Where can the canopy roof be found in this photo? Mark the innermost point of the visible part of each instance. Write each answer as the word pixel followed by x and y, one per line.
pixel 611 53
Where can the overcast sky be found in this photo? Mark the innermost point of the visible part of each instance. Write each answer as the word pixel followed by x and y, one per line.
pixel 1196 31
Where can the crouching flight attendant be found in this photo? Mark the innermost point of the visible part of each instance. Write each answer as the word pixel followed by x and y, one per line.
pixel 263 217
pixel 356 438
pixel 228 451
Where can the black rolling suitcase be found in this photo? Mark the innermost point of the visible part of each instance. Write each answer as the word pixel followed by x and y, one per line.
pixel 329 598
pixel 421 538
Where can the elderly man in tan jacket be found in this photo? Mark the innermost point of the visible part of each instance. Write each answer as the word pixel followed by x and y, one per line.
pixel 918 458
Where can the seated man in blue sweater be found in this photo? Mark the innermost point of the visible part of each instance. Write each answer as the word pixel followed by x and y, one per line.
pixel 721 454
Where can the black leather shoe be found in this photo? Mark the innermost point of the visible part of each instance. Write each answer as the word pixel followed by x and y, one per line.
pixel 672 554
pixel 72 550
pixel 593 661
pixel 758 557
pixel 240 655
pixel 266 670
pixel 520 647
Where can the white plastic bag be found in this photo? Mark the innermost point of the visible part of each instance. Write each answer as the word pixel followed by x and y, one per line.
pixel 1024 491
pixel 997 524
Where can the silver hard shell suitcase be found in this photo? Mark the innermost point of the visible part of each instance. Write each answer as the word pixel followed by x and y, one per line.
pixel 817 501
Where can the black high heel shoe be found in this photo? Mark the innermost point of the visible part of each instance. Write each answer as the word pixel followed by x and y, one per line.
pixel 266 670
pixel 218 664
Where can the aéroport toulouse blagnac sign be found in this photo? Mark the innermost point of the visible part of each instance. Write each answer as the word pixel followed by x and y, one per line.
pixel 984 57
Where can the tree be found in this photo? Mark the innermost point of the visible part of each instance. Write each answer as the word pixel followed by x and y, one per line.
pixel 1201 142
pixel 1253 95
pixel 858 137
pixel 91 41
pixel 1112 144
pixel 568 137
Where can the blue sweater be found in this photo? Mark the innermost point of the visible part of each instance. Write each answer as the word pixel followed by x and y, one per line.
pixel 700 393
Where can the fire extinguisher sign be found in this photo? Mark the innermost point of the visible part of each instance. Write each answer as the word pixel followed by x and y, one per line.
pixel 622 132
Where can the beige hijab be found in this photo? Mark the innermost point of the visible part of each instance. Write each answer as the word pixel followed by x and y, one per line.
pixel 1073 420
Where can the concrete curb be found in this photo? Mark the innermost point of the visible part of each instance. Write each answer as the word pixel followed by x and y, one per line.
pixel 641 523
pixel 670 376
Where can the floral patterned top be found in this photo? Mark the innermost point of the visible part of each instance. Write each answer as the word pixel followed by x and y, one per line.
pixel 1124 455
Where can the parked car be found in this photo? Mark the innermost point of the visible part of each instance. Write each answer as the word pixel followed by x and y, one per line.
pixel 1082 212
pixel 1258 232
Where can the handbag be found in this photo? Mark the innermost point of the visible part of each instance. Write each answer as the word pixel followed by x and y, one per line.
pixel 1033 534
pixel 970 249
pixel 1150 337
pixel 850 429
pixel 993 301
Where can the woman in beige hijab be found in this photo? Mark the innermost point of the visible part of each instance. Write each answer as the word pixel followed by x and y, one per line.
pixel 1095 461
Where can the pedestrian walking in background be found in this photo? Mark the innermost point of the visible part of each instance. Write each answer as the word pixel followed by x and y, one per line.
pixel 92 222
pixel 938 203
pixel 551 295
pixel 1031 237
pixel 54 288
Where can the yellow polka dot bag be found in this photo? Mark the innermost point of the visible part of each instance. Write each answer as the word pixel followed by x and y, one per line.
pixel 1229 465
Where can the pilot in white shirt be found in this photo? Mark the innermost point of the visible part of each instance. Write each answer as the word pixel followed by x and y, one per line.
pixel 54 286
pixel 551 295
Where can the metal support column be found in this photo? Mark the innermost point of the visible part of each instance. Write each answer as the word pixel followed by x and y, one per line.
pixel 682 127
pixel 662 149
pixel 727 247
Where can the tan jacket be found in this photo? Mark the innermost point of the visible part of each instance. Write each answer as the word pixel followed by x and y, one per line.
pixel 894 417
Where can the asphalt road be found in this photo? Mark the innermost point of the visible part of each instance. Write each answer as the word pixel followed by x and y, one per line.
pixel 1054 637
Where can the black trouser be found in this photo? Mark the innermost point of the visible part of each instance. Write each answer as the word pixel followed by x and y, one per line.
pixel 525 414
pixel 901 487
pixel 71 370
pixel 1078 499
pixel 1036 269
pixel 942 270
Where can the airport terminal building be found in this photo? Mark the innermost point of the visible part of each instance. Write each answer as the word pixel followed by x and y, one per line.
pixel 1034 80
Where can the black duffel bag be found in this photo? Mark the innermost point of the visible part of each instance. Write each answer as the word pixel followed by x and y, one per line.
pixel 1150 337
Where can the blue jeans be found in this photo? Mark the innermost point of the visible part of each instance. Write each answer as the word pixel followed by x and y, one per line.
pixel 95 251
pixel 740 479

★ ★ ★

A verbatim reproduction of all the records above is the expected answer.

- [RESPONSE AREA]
Where can the canopy roof be found in this photo? Mark the innermost point of the visible part of each instance. Write each answer as the word pixel followed by x and y, one per line.
pixel 611 53
Where can the overcast sky be found in this photo? Mark the innermost point of the visible part of each instance. Write each answer as the word pixel followed by x and y, one per line.
pixel 1196 31
Where can the crouching flight attendant be found in this photo? Mark the innermost point of the visible part of each instance. Write each answer as the word pixel followed by x and y, one per line.
pixel 263 217
pixel 356 438
pixel 228 451
Where can the black rolling suitcase be found in this photo? Mark the innermost point of the visible part of each instance. Write each answer as the word pixel followed by x and y, one per line.
pixel 329 598
pixel 421 538
Where can the elderly man in tan jacket be found in this photo? Mark the innermost point of the visible part of each instance. Write each answer as the word pixel followed by x and y, one per line.
pixel 918 458
Where can the seated man in blue sweater be found in this photo? Mark the innermost point of the visible part of each instance. Write each answer as the word pixel followed by x and y, one per line.
pixel 721 454
Where can the black leather shoe be found in this photo? Mark the innermost point of the visible part of each instance. Write each answer as the word pixel followed by x and y, one per line.
pixel 672 554
pixel 72 550
pixel 593 661
pixel 758 557
pixel 240 655
pixel 266 670
pixel 520 647
Where can the white plastic bag be found in this photo? Mark the innermost point of the visible part of each instance. Write each answer as the word pixel followed by x and y, one per line.
pixel 1024 491
pixel 997 524
Where can the silver hard shell suitcase be found in this photo? Mark the innermost point of the visible part of each instance. Write each answer as the word pixel followed by x and y, one per line.
pixel 817 501
Where can the black high heel shoe be found in this photo? Mark the innermost point of the visible part of each instance. Write each answer as the word pixel followed by x and y, one per line.
pixel 266 670
pixel 218 664
Where can the aéroport toulouse blagnac sign be found in this photo? Mark the innermost point of the visible part of each instance. Write each answer as the word pixel followed by x and y, one per line.
pixel 984 57
Where can the tree be found in this photo? Mark the innermost point of the visible part of each instance. Write each answer as the word pixel followed by x and y, one per line.
pixel 1201 142
pixel 1253 95
pixel 858 137
pixel 91 41
pixel 1112 144
pixel 568 137
Where can the blue sweater be found in this photo? Mark the innermost point of the visible part of each instance. Write each answer as the word pixel followed by x and y, one per line.
pixel 700 393
Where can the fire extinguisher sign be found in this photo? Mark the innermost point of the visible part of each instance. Write each answer as the word pixel followed by x and y, one per line.
pixel 622 132
Where can the beige hijab be found in this photo? Mark the innermost point of the visible part of each instance. Write each answer as the word pixel followed by x and y, one per line.
pixel 1073 420
Where can the concrete curb be found in this photo? Mark the innermost point of the visible part of each instance. Write each answer as the word pixel followed by x and y, one per line.
pixel 641 523
pixel 670 376
Where can the floral patterned top be found in this photo? Mark the innermost point of the visible part of each instance. Write each answer as the word pixel followed by x and y, one per line.
pixel 1124 455
Where can the parked car be found in this photo? Mark the innermost point of the visible part of each instance. Write each answer as the word pixel followed by x and y, one per line.
pixel 1082 212
pixel 1258 232
Where can the handbag be found in this photo? Mark the innermost point of the visible part of each instance. Write each answer as the word pixel followed by x and y, one per line.
pixel 1033 534
pixel 970 249
pixel 1150 337
pixel 850 429
pixel 993 301
Where can the woman in beige hijab be found in this photo? Mark the innermost point of the visible part of each instance. Write each answer as the word pixel followed by x and y, one per line.
pixel 1095 461
Where can the pedestrian walking in background be found in this photo? Mark the innermost point of the visible part of each instance. Write each answer as the word pixel followed by x and y, one per line.
pixel 92 222
pixel 938 203
pixel 551 295
pixel 1031 237
pixel 54 288
Where can the yellow polka dot bag be found in this photo? Mark the innermost point of the visible part of each instance. Write each answer as the word pixel followed by x and y, one per line.
pixel 1229 465
Where can the pilot in white shirt be found in this photo? Mark the innermost point of the visible part of each instance. Write each answer as the word pixel followed by x and y, one per line.
pixel 54 286
pixel 551 295
Where can the metal support column be found in this photo? Mark the innermost point of the visible part of each instance. Write each answer as the word pixel followed by x and y, one per line.
pixel 682 127
pixel 662 149
pixel 727 247
Where can the tan jacket be found in this photo? Mark the innermost point of the visible part of each instance. Write each answer as the word pixel followed by x and y, one per line.
pixel 894 417
Where can the asphalt road be found in this photo? Mark the innermost point of the visible part of each instance. Write each answer as the word pixel followed by x and y, one per line.
pixel 1054 637
Where can the black trouser be found in this photo? Mark the innermost point of the visible part of each instance. Write each answer as the word pixel followed by x and y, one per line.
pixel 525 414
pixel 901 487
pixel 71 370
pixel 1078 499
pixel 1036 269
pixel 942 270
Where can the airport terminal building be found in this photo? Mark the innermost point of the visible part of each instance. Write each answer as the word pixel followed by x and y, one per line.
pixel 1034 80
Where can the black duffel bag be found in this photo? Mark the innermost point of the visible part of each instance. Write each answer as the word pixel followed by x and y, one per line.
pixel 1150 337
Where can the blue jeans be found in this photo? Mark the innermost point of the visible part of each instance. Write each answer as the word pixel followed by x and y, one per line.
pixel 95 251
pixel 740 479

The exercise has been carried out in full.